Pitchfork, Rolling Stone, eat your heart out. Only in NMC do you get reviews of songs in Greenlandic.
We encounter numerous difficult languages here at NMC – Icelandic, Faroese and Finnish for example – but nothing compares to Greenlandic.
That isn’t only my opinion, it is also that of Per Bloch, who liked it so much he moved there to the Danish territory in 2019 and began to learn it, despite having been warned not to bother on account of how hard it is.
Greenland has also left its very own mark on his art. As a tribute to the territory, in 2022 he released the spoken word album ‘Panneq’ (’Stag’ in English), which was recorded with Greenlandic artists such as Gerth Lyberth and Andachan.
Per was here a month or so ago with a duet featuring the Greek/Danish singer Danai Nielsen. This time he releases the aptly titled single ‘Oqaatsit angakkuakkat’ (‘Magical words’) in collaboration with the Greenlandic musician Gustav Lynge Petrussen, part of the band Inuk and known under the stage name Tûtu. (Is he any relation to Simon Lynge? Or is Lynge the equivalent of Smith? Just wondering).

◆ **Raw records**:
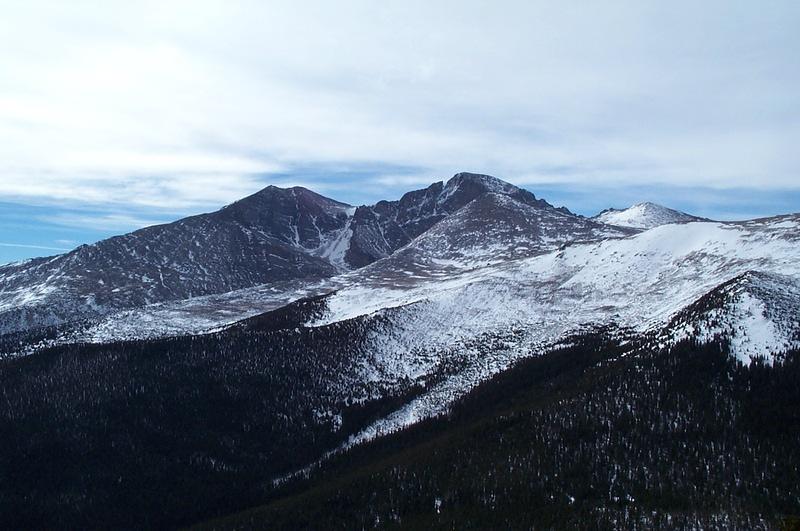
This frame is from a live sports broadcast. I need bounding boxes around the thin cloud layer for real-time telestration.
[0,1,800,210]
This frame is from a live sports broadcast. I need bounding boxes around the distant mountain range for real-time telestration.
[0,173,800,528]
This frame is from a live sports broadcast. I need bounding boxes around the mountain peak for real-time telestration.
[592,201,709,229]
[445,172,519,194]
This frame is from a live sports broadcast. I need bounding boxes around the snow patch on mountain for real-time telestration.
[592,202,708,229]
[659,271,800,365]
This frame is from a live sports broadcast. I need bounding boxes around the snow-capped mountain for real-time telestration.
[592,202,709,229]
[0,173,628,333]
[0,174,800,521]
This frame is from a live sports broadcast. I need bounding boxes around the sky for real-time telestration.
[0,0,800,263]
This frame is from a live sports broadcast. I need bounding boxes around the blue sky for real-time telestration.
[0,0,800,262]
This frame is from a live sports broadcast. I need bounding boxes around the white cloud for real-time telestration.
[0,1,800,209]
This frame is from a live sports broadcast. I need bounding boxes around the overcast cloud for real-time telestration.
[0,0,800,262]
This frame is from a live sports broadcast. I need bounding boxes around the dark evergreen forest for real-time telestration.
[198,336,800,530]
[0,299,800,530]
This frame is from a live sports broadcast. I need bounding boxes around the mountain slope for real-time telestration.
[0,187,349,333]
[592,203,710,229]
[193,336,800,530]
[0,173,600,334]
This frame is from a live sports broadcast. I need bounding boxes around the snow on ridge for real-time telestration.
[592,202,707,229]
[657,271,800,365]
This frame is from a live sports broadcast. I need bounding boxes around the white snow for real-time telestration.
[593,203,699,229]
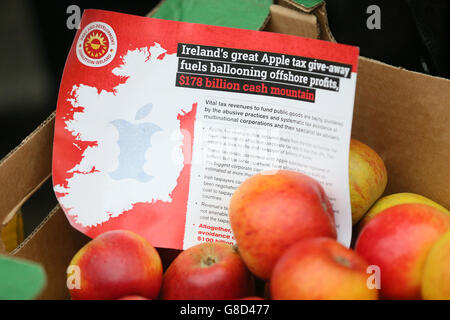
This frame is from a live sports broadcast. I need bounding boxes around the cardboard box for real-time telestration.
[0,0,450,299]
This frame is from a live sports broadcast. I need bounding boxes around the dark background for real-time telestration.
[0,0,450,235]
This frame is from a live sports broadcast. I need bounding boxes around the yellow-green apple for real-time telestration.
[422,231,450,300]
[348,139,387,225]
[270,238,378,300]
[161,242,255,300]
[358,192,450,231]
[229,170,336,280]
[68,230,163,300]
[156,248,183,270]
[355,203,450,299]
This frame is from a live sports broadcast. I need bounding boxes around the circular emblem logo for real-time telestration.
[76,22,117,67]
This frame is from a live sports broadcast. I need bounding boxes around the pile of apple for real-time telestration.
[70,139,450,300]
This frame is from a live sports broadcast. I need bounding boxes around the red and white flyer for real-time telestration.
[53,10,358,249]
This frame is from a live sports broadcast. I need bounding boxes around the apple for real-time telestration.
[422,231,450,300]
[68,230,163,300]
[270,238,378,300]
[229,170,336,280]
[348,139,387,225]
[358,192,450,231]
[355,203,450,299]
[161,242,255,300]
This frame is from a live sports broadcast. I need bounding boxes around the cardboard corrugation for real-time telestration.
[0,0,450,299]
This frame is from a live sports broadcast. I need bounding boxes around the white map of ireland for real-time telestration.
[55,44,194,226]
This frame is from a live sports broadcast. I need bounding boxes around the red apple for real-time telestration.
[156,248,183,270]
[270,238,378,300]
[355,203,450,299]
[68,230,162,300]
[117,296,150,300]
[229,170,336,280]
[161,242,254,300]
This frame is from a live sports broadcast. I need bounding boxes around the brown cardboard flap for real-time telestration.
[11,206,89,299]
[264,5,319,39]
[277,0,336,42]
[0,114,55,227]
[352,57,450,208]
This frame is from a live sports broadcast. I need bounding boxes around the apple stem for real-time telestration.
[334,256,351,267]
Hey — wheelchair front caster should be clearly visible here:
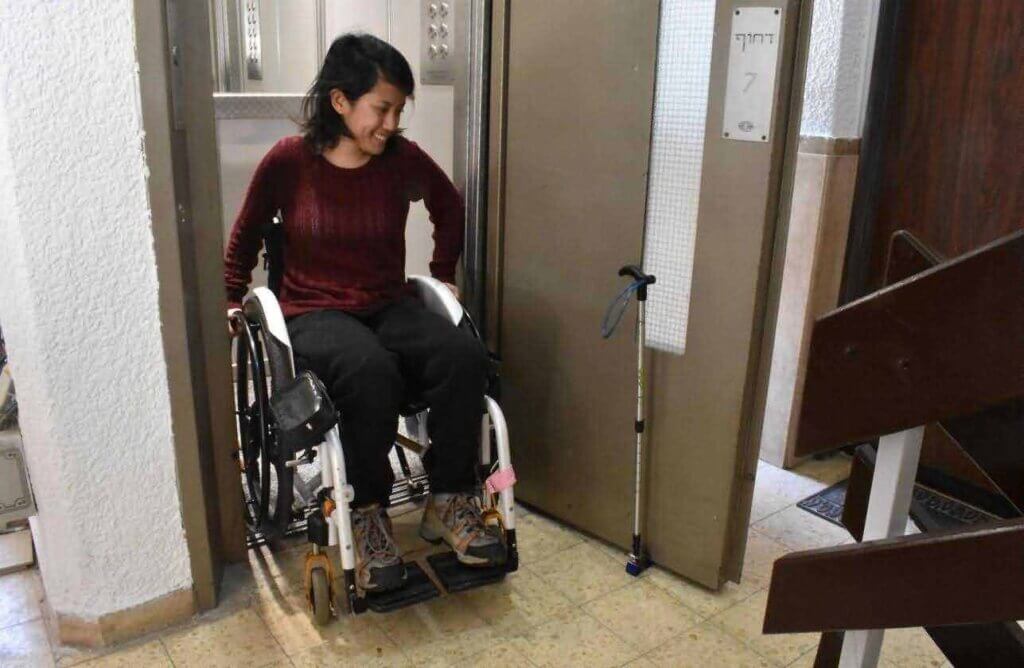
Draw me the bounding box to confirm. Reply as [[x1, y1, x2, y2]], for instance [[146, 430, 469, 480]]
[[309, 568, 331, 626], [305, 549, 334, 626]]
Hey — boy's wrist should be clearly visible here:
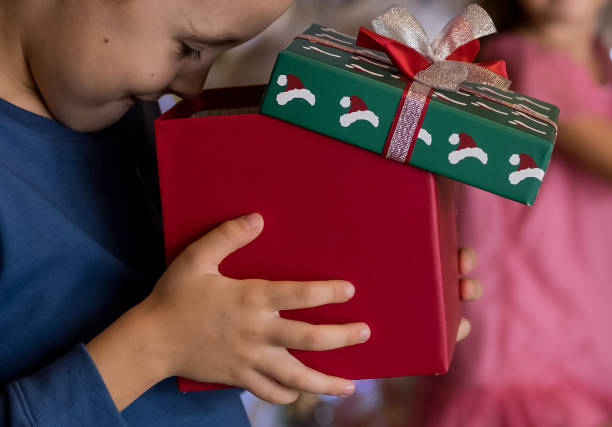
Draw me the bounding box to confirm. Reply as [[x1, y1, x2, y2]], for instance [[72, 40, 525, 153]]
[[86, 303, 171, 411]]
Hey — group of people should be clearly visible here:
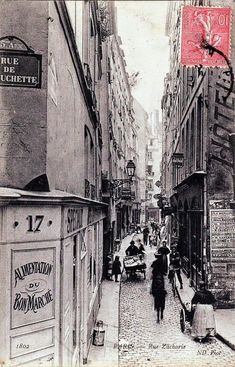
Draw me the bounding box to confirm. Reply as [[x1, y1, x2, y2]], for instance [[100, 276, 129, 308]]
[[107, 226, 216, 340], [151, 241, 216, 341], [151, 241, 183, 322], [110, 238, 145, 282]]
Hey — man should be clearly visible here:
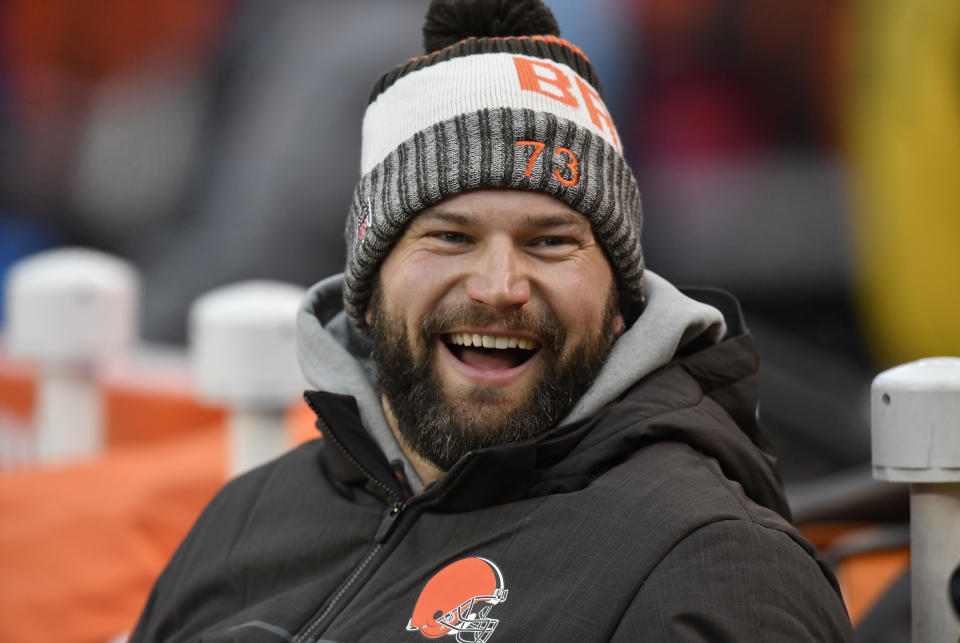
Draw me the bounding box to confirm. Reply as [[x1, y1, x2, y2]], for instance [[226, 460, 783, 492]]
[[133, 0, 851, 643]]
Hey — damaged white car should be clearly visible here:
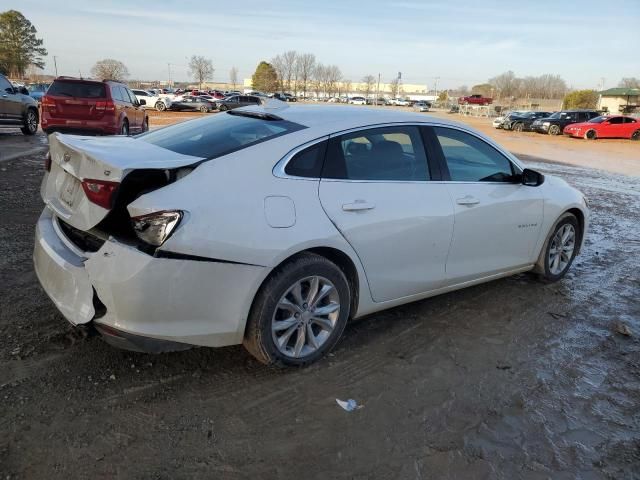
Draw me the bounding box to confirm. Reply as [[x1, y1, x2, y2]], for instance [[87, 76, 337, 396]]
[[34, 106, 589, 366]]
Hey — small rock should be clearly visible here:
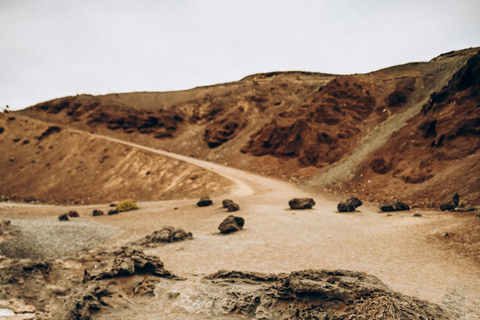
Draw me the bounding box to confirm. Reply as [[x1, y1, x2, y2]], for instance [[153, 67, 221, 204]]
[[93, 210, 103, 217], [227, 202, 240, 212], [288, 198, 315, 210], [222, 199, 235, 208], [68, 211, 80, 218], [337, 197, 363, 212], [218, 215, 245, 233], [197, 197, 213, 207]]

◆ **Your objective**: Write out the music review about Per Bloch's Greenlandic-language single above, word for word, in full.

◆ **Response to this task**:
Pitchfork, Rolling Stone, eat your heart out. Only in NMC do you get reviews of songs in Greenlandic.
We encounter numerous difficult languages here at NMC – Icelandic, Faroese and Finnish for example – but nothing compares to Greenlandic.
That isn’t only my opinion, it is also that of Per Bloch, who liked it so much he moved there to the Danish territory in 2019 and began to learn it, despite having been warned not to bother on account of how hard it is.
Greenland has also left its very own mark on his art. As a tribute to the territory, in 2022 he released the spoken word album ‘Panneq’ (’Stag’ in English), which was recorded with Greenlandic artists such as Gerth Lyberth and Andachan.
Per was here a month or so ago with a duet featuring the Greek/Danish singer Danai Nielsen. This time he releases the aptly titled single ‘Oqaatsit angakkuakkat’ (‘Magical words’) in collaboration with the Greenlandic musician Gustav Lynge Petrussen, part of the band Inuk and known under the stage name Tûtu. (Is he any relation to Simon Lynge? Or is Lynge the equivalent of Smith? Just wondering).